● What you will do: In full and word for word, copy the listing; no pictures belong in the copy.

● Supplied entries:
=== Begin Enclosure ===
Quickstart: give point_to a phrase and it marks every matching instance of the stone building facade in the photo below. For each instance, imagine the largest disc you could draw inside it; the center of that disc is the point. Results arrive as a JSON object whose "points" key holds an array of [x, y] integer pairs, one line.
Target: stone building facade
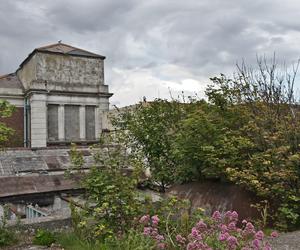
{"points": [[60, 96]]}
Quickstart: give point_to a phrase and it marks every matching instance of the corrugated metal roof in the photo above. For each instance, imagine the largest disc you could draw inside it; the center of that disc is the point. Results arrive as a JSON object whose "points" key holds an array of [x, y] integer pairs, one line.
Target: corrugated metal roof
{"points": [[67, 49], [21, 185], [10, 81]]}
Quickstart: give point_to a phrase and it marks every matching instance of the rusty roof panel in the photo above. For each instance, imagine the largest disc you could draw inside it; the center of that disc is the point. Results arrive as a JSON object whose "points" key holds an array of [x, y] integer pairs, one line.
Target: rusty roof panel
{"points": [[21, 185], [67, 49]]}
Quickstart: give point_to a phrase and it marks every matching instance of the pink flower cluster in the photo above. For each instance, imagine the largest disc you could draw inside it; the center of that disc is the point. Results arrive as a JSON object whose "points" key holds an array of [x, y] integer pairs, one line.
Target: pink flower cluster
{"points": [[222, 229], [151, 230]]}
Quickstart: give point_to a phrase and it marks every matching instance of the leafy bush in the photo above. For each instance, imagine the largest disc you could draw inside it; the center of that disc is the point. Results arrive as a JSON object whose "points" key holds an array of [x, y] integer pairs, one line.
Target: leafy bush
{"points": [[112, 200], [44, 238], [220, 231], [248, 133], [8, 236]]}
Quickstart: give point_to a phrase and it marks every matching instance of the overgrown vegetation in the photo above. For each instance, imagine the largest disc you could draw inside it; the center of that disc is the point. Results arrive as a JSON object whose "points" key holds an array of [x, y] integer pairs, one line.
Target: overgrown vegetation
{"points": [[247, 133], [8, 236], [44, 237]]}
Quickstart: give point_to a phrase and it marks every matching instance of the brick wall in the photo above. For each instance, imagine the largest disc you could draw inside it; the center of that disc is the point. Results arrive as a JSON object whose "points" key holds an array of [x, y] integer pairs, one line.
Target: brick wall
{"points": [[16, 122]]}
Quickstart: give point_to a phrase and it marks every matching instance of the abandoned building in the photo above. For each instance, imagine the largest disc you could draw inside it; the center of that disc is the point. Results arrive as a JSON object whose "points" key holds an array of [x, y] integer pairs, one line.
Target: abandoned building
{"points": [[60, 96]]}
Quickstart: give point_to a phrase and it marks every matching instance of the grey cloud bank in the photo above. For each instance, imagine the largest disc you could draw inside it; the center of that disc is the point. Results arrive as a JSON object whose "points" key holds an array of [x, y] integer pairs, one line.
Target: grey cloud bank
{"points": [[154, 47]]}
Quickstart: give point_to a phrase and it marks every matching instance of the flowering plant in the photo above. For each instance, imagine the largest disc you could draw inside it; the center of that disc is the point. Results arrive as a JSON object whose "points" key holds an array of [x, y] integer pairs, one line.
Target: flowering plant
{"points": [[220, 231]]}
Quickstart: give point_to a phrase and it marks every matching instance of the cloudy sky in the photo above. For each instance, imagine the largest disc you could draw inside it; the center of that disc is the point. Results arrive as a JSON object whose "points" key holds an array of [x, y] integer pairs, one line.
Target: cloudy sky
{"points": [[154, 48]]}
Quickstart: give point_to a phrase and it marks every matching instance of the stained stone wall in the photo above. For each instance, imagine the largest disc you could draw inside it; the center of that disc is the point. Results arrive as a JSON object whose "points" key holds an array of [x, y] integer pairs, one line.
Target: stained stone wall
{"points": [[43, 161], [52, 123], [90, 122]]}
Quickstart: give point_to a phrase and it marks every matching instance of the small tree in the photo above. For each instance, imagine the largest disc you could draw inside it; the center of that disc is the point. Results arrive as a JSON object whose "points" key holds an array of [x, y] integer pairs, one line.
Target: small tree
{"points": [[150, 129], [112, 202]]}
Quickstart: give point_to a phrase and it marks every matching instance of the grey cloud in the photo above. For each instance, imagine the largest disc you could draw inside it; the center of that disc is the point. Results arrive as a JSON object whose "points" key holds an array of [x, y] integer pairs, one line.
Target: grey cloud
{"points": [[167, 40]]}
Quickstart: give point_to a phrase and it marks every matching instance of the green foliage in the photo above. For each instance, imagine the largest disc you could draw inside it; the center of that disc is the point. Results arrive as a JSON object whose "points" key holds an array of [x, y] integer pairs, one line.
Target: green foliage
{"points": [[151, 128], [247, 133], [8, 236], [112, 200], [131, 240], [44, 238]]}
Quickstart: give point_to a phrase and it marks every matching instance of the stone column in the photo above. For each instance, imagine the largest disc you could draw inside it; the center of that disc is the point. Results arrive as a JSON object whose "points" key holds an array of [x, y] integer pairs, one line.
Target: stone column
{"points": [[38, 119], [97, 123], [61, 122], [82, 122]]}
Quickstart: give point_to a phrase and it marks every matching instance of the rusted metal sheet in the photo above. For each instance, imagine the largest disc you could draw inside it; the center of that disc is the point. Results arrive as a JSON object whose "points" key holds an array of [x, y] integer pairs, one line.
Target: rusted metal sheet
{"points": [[215, 195], [22, 185]]}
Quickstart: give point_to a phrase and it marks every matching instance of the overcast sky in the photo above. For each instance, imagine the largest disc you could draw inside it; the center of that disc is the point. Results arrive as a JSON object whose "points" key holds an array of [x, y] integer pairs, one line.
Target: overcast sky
{"points": [[154, 47]]}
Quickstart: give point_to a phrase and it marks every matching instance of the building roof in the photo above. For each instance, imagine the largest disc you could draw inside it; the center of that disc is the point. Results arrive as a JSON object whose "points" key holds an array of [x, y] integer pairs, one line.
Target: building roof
{"points": [[22, 185], [10, 81], [62, 49]]}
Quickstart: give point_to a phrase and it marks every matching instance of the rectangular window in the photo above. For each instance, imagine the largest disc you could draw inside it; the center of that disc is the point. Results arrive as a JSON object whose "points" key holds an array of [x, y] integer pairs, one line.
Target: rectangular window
{"points": [[72, 131], [52, 121], [90, 122]]}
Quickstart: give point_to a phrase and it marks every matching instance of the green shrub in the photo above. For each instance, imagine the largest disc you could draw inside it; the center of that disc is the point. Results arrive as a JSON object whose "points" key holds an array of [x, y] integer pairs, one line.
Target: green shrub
{"points": [[7, 237], [44, 238]]}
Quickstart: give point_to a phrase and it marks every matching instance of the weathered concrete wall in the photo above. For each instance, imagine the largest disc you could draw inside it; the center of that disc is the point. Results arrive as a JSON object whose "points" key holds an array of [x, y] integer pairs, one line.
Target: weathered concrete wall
{"points": [[38, 114], [29, 162], [214, 195], [52, 223], [55, 72], [28, 73], [70, 70]]}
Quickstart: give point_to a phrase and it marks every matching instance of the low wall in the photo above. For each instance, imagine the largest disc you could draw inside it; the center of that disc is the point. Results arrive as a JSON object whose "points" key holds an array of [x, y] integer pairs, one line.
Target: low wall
{"points": [[215, 195], [52, 223]]}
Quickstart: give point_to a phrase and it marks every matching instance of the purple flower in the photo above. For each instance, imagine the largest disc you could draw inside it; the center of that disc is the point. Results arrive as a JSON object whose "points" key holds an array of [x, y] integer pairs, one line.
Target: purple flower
=== End Enclosure ===
● Output for this task:
Quickstart: give point_to a phrase and it marks every matching instance of the stone building facade in the photo below. For each instance, imagine the largest disc you could draw inside it; the center of that disc is the point. Results arrive as a JSON object whose "points" key holds an array of [x, y] integer pairs, one line.
Target: stone building facade
{"points": [[60, 96]]}
Quickstart: give point_to a phrase and it marks every matching instance of the corrugated metal roof in the photo above. For each instance, imagine the largest disc you could draw inside it; the center of that disc is the point. Results arrive as a JSON object whose "points" key holds an array of [x, y] integer pairs, one line.
Target: corrugated metal roof
{"points": [[67, 49], [21, 185], [10, 81]]}
Quickstart: give point_to a phrase and it marks every matching instance of the rusty roof panel in the photo above. For each instance, imagine the largest disc you could draw inside it; the center of that disc is the point. Results arrive as a JSON object whose "points" key holds an array of [x, y] integer pairs, one line.
Target: rusty roof panel
{"points": [[21, 185], [67, 49]]}
Quickstart: give point_to a phrase and it marks every matching instance of the pink flower cluster in the photo above. For each instance, imagine the largest disc you could draw inside it; the center of that disc is the point. Results arrive as a JSON object whose "points" key holds an array of [x, y] integer pairs, one line.
Target: pink flower cluster
{"points": [[222, 229], [151, 230]]}
Quickstart: give point_to a phrase and it marks every matching instance of the leafy bush in the photo above. For each instance, imagine the largest disc you could draw inside it; the center of that disc is the point. Results arrive as a JSON object whose "points" key holds an array of [x, y] integer pairs, one line.
Target: leafy bush
{"points": [[112, 200], [44, 238], [220, 231], [248, 133], [8, 236]]}
Quickstart: give point_to a phrase and it marks every matching instance of the overgrown vegetation in the photo above. For each instance, imagine the largest disc you could draw inside it; the center of that disc is the point. Results arrive as a JSON object whose "points" key holds an array of [x, y] integer pairs, one line.
Target: overgrown vegetation
{"points": [[247, 133], [8, 236], [44, 237]]}
Quickstart: give point_to a phrase and it marks every matching instance of the brick wall in the photo above. For each instance, imagine the largest disc you could draw inside it; the center of that disc is the point. Results arrive as a JSON object whose "points" key holds an array of [x, y] integer pairs, one line.
Target: brick wall
{"points": [[16, 122]]}
Quickstart: give point_to a phrase and it marks every matching instance of the abandoned building in the photo above. For each instance, imagine the largest disc you could draw inside it; the center of that disc is the point. Results arrive as a JSON object whose "points" key holds an array of [x, y] integer pairs, one line.
Target: abandoned building
{"points": [[60, 96]]}
Quickstart: give point_to a phrase and it marks every matching instance of the grey cloud bank in the photo above. For each instance, imagine the largest disc you could draw inside it; the center of that disc is the point. Results arrive as a JSON object whose "points" key holds an array of [x, y] integer pairs, one line.
Target: grey cloud bank
{"points": [[154, 47]]}
Quickstart: give point_to a phrase and it marks every matching instance of the flowering plant in the photo above. For each instance, imagine the largest disc you could draw inside it; the center of that disc is the point. Results arrive as a JSON object whose "points" key holds an array of [x, y] integer pairs, one line.
Target: flowering plant
{"points": [[220, 231]]}
Quickstart: give point_to a phrase and it marks every matching instance of the cloudy sky in the photo above. For each instance, imagine the largest disc you could draw inside it; the center of that disc is the point. Results arrive as a JSON object whose "points" key holds an array of [x, y] integer pairs, one line.
Target: cloudy sky
{"points": [[154, 48]]}
Quickstart: give point_to a phrase and it marks every matching instance of the stained stone wall in the photo above. For each instance, imagine the largest disc you could draw inside it; the center of that disc is the point. Results arrive as a JSON object whose "points" key holds an array of [x, y] integer pairs, one line.
Target: stained stone wall
{"points": [[43, 161], [52, 123], [90, 122]]}
Quickstart: give point_to a phrase and it marks every matching instance of the small tree in the photo above. For each instance, imagine the largest disc you could draw inside it; the center of that disc is the point. Results arrive as a JSON object whose "points" key holds an array of [x, y] integer pairs, one line.
Target: small tree
{"points": [[150, 129], [112, 202]]}
Quickstart: give point_to a phrase and it marks every matching instance of the grey cloud in the photo above. For each instance, imagine the largest disc you could draw inside it; the center of that disc is the point. Results arrive as a JSON object whose "points" key holds an array of [x, y] integer pairs, one line.
Target: grey cloud
{"points": [[167, 40]]}
Quickstart: give point_to a phrase and it marks every matching instance of the green foliage in the photo above. For each instance, imagine the largest disc you could draw inside it; the center of that disc is the point. Results arrive as a JSON object whose "points" key holds an array of [x, y] integer pairs, one line.
Target: green foliage
{"points": [[151, 128], [247, 133], [8, 236], [112, 200], [131, 240], [44, 238]]}
Quickstart: give point_to a phrase and it marks every matching instance of the stone column in the photo above. For each instance, imagine the largest disc you could draw inside it; the center of that disc is the point. Results arrive as a JSON object whose "points" key holds an array of [x, y] integer pairs, one line.
Target: stone column
{"points": [[38, 119], [97, 123], [61, 122], [82, 122]]}
Quickstart: give point_to a phrase and it marks every matching instance of the rusted metal sheet in the photo above. For each instance, imagine the largest disc you could draw inside it; the center of that disc is the point. Results arrive as a JSON object whose "points" key holds an array of [x, y] integer pairs, one line.
Target: rusted metal sheet
{"points": [[215, 195], [22, 185]]}
Quickstart: give point_to a phrase and it marks every matching instance of the overcast sky in the photo above. For each instance, imagine the largest disc you could draw inside it; the center of that disc is the point. Results arrive as a JSON object whose "points" key holds an array of [x, y] integer pairs, one line.
Target: overcast sky
{"points": [[154, 47]]}
Quickstart: give point_to a phrase and it marks every matching instance of the building roof in the photo above. For each instance, imagine the largest disc you could draw inside it; the center of that disc is the point. Results arrive as a JSON object whose "points" key holds an array of [x, y] integer pairs, one line.
Target: building roof
{"points": [[22, 185], [10, 81], [62, 49]]}
Quickstart: give point_to a phrase and it marks every matching instance of the rectangular window in the photo above. For each instance, imagine the largest disc you could draw inside it; the center of that disc is the point. Results arrive as a JSON object whose "points" key holds an array of [x, y] integer pairs, one line.
Target: rectangular window
{"points": [[72, 131], [52, 121], [90, 122]]}
Quickstart: give point_to a phrase and it marks every matching instance of the green shrub in the photo above. For each instance, imagine the largest disc you could draw inside it; the center of that disc is the point. Results arrive as a JSON object whose "points" key holds an array of [x, y] integer pairs, one line.
Target: green shrub
{"points": [[7, 237], [44, 238]]}
Quickstart: give point_to a phrase and it marks every matching instance of the weathered concrete wall in the photo above. For each instance, imagine the largest disc you could draw inside it; the center of that disc is the point. Results arrive as a JSON object whose "points" key holds an array of [x, y] integer pairs, one line.
Target: weathered concrete wall
{"points": [[38, 114], [29, 162], [214, 195], [52, 223], [55, 72], [28, 73], [70, 70]]}
Quickstart: give point_to a phrase and it marks every matching instance of the low wall in the photo above. For each instance, imagine the largest disc you could draw inside it; the center of that disc is the point. Results arrive as a JSON object whose "points" key holds an array of [x, y] integer pairs, one line.
Target: low wall
{"points": [[215, 195], [52, 223]]}
Quickstart: give point_to a phrase and it marks every matching instance of the purple flower in the photo above. For each instance, imagine the largest disc you could draw inside it; the center of that disc is the point. Results arrive as a JSON object whose "points" key holds an array of [x, y] integer pairs, one line.
Target: purple flower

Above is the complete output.